### Extract to read
Family Matters – August, 2007
By Lisa K. Schkloven, LCSW-C
Once upon a time, when you were a child, perhaps you listened to fairy tales and believed in Santa Claus, the Tooth Fairy, and the Easter Bunny. Although some adults may discourage these beliefs, fairy tales and folklore mythology actually serve an important function in the lives of young children.
Developmental psychologists maintain that children begin developing their values as early as 3 years old. Fairy tales provide children with a medium to help them begin exploring moral issues and everyday dilemmas. Because the stories are attractive and stir the imagination, they can stimulate and instruct their moral development. Fairy tales invite children to draw parallels between their own experience and the events and dilemmas in the stories they are told.
Fairy tales are replete with important characters and themes. Heroes and heroines teach children that goals can only be achieved with hard work. Evil characters teach children that bad behavior is eventually punished, a theme that satisfies children’s need for justice. Stories in which the youngest or smallest person succeeds show children characters with whom they can identify and allow them the opportunity to dream big dreams.
Fairy tales also deal with a variety of themes, such as sibling rivalry, the importance of not judging a person by his or her appearance, and the significance of keeping a promise. These stories also teach valuable lessons—for example, that hard work pays off, how one behaves is more important than how one looks, and that virtue makes life more worthwhile.

### Exercise details
In the fairy tales column, can you change "sibling rivalry" to "jealousy between brothers and sisters" and write out the passage from "Fairy tales also" up to and including "life more worthwhile."? The lines after this text are not needed.

### Input data
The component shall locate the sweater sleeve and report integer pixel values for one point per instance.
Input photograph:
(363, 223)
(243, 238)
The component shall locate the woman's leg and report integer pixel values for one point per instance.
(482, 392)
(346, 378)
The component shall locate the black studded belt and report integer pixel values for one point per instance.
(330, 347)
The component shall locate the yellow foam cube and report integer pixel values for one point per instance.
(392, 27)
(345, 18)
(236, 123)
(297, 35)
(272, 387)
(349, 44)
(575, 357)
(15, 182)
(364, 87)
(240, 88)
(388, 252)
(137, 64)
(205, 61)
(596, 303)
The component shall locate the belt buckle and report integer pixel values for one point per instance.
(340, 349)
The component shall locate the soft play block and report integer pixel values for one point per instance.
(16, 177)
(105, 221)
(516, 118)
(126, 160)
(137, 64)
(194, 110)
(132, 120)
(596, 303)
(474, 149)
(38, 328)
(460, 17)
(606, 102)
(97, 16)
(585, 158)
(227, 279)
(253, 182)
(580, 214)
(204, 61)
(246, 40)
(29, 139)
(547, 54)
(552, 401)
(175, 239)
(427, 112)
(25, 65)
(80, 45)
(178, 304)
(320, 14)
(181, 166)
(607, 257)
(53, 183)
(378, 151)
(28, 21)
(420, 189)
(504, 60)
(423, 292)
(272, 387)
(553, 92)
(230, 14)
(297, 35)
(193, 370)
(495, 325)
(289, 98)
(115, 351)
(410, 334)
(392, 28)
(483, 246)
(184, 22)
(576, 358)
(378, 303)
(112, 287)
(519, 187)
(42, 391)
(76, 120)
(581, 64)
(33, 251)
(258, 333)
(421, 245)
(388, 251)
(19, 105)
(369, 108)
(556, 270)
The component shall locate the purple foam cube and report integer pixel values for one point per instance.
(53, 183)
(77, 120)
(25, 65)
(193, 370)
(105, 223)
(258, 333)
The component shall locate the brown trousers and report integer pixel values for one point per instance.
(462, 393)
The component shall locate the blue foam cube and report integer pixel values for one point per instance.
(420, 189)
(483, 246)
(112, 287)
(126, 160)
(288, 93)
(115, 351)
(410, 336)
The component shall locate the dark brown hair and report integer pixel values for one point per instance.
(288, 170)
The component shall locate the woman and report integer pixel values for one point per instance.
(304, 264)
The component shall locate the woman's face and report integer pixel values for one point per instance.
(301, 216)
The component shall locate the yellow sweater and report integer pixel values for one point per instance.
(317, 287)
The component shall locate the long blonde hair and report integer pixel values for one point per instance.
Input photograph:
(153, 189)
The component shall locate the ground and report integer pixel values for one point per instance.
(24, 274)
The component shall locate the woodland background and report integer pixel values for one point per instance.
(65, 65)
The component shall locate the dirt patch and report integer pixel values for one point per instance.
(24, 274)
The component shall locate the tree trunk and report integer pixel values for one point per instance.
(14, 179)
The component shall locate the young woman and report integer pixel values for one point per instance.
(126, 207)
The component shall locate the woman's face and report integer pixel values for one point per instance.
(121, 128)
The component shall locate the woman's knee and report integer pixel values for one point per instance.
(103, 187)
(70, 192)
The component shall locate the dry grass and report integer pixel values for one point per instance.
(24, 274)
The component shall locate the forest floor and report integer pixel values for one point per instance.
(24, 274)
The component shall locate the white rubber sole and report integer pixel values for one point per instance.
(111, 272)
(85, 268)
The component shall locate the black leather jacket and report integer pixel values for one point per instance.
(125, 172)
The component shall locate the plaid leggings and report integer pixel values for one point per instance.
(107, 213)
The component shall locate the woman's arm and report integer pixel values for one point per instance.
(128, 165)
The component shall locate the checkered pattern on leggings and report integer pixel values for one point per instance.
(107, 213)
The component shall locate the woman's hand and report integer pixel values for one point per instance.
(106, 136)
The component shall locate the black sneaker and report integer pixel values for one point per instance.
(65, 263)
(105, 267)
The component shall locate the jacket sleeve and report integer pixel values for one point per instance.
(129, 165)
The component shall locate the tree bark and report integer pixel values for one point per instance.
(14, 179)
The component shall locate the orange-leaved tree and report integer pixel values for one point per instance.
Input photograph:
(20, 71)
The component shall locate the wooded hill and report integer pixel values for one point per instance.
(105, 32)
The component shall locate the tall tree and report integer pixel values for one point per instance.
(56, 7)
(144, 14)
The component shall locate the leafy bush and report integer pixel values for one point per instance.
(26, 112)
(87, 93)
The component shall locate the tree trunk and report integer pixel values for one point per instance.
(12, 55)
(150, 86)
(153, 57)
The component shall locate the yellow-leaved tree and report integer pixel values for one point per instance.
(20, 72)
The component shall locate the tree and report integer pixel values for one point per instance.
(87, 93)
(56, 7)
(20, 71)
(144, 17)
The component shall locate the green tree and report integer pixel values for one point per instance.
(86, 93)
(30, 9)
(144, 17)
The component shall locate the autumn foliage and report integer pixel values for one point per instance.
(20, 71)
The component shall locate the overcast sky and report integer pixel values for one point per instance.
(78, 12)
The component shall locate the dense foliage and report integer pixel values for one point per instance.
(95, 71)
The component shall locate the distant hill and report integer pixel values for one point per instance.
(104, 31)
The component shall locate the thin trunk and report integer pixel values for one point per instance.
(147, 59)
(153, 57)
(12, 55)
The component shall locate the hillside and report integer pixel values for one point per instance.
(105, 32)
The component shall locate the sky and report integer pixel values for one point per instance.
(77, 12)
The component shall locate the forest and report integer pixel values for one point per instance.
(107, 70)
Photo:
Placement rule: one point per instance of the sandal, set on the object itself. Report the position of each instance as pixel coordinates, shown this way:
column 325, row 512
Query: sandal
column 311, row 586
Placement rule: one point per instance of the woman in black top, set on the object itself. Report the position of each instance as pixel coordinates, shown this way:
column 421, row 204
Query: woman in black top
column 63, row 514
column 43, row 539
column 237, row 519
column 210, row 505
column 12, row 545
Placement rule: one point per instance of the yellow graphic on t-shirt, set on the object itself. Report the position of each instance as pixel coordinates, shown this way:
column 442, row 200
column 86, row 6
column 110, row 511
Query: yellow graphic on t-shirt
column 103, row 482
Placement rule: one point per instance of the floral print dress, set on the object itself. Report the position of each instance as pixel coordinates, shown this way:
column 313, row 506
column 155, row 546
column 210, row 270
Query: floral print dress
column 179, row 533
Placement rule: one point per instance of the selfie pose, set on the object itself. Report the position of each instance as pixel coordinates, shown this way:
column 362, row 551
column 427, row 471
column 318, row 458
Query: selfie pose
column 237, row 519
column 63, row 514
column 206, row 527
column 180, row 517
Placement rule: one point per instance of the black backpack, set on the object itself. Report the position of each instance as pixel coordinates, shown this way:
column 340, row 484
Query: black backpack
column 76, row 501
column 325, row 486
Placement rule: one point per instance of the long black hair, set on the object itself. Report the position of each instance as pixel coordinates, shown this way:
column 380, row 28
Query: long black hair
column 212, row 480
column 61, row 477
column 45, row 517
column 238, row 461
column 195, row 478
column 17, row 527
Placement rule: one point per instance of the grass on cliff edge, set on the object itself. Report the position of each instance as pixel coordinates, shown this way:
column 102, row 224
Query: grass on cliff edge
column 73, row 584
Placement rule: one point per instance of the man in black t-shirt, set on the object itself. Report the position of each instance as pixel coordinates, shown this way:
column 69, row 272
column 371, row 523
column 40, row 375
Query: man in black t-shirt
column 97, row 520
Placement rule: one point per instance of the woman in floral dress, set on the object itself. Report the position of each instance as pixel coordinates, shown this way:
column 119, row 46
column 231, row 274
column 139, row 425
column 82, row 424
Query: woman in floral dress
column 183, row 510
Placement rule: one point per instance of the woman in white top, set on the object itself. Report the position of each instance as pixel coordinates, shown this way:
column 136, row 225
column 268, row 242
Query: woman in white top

### Answer to the problem
Fairy tales also deal with a variety of themes, such as jealousy between brothers and sisters, the importance of not judging a person by his or her appearance, and the significance of keeping a promise. These stories also teach valuable lessons—for example, that hard work pays off, how one behaves is more important than how one looks, and that virtue makes life more worthwhile.